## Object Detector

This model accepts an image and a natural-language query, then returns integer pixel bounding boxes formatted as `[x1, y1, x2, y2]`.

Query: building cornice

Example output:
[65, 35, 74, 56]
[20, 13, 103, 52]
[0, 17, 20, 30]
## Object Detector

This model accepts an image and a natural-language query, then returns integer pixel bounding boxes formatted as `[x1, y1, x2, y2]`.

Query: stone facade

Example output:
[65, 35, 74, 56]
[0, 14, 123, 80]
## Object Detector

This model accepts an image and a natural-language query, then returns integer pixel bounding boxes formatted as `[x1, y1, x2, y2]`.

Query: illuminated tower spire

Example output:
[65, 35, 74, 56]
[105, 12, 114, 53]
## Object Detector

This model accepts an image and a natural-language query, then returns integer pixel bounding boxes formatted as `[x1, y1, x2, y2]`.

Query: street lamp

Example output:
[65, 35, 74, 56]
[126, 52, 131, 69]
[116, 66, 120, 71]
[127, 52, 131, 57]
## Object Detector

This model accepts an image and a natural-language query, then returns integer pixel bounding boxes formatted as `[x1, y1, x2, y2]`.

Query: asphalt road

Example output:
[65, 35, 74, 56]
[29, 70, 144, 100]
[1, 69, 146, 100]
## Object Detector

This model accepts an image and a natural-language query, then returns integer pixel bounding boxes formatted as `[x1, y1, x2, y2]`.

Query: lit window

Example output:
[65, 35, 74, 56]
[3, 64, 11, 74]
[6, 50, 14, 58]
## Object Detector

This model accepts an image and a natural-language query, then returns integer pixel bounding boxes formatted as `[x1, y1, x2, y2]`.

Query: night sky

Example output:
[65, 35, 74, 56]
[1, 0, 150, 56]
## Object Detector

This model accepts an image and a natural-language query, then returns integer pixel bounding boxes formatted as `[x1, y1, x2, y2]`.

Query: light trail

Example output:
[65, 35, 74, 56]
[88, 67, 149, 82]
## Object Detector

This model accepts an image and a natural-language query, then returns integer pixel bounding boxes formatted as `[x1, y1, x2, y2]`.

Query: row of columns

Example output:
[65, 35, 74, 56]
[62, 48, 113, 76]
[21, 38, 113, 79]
▬▬▬
> [TASK STATEMENT]:
The whole listing is needed again, word for word.

> [OUTPUT FOR THIS EXERCISE]:
## Object Detector

This model accepts an image and a natural-language query, then returns integer pixel bounding boxes formatted as `[x1, y1, x2, y2]`.

Query: building cornice

Example output:
[65, 35, 74, 56]
[20, 13, 103, 52]
[0, 17, 20, 30]
## Object Detector

This model accepts an image and a natural-language query, then returns integer pixel bounding boxes formatted as `[x1, y1, x2, y2]`.

Query: stone facade

Example output:
[65, 35, 74, 56]
[0, 14, 123, 80]
## Object Detector

This model accepts an image and a natural-language query, then returns integer pixel bounding boxes formatted as `[x1, y1, x2, y2]`.

Query: illuminated tower spire

Example output:
[65, 35, 74, 56]
[105, 12, 114, 53]
## Object Detector

This model accepts an image and a natural-language query, then returns integer pixel bounding boxes formatted as `[x1, y1, x2, y2]`.

Query: street lamp

Example output:
[65, 35, 74, 56]
[126, 52, 131, 69]
[116, 66, 120, 71]
[127, 52, 131, 57]
## Object Detector

This model accepts an image and a natural-language query, then returns integer pixel bounding boxes formatted as `[x1, y1, x2, y2]`.

Query: asphalt road

Example output:
[65, 35, 74, 56]
[29, 70, 144, 100]
[1, 69, 146, 100]
## Object Detector

This model accepts an image and a natural-language query, then returns integer pixel bounding boxes formatted as `[x1, y1, x2, y2]`.

Query: lit window

Example output:
[65, 35, 74, 56]
[3, 64, 11, 74]
[6, 50, 14, 58]
## Object Detector

This model accepts an image and a natural-language query, then returns integer pixel bounding boxes formatted as `[x1, y1, x2, y2]`.

Query: night sky

Example output:
[65, 35, 74, 56]
[1, 0, 150, 56]
## Object Detector

This model accepts an image and a natural-language query, then returns integer pixel bounding boxes formatted as `[x1, y1, x2, y2]`.

Query: light trail

Example output:
[65, 35, 74, 56]
[88, 67, 149, 82]
## Object Detector

This model accepts an image and a natural-language query, then returns integer pixel bounding boxes formatted as `[x1, y1, x2, y2]`.

Query: row of columns

Example output:
[65, 35, 74, 56]
[62, 48, 113, 76]
[21, 38, 113, 79]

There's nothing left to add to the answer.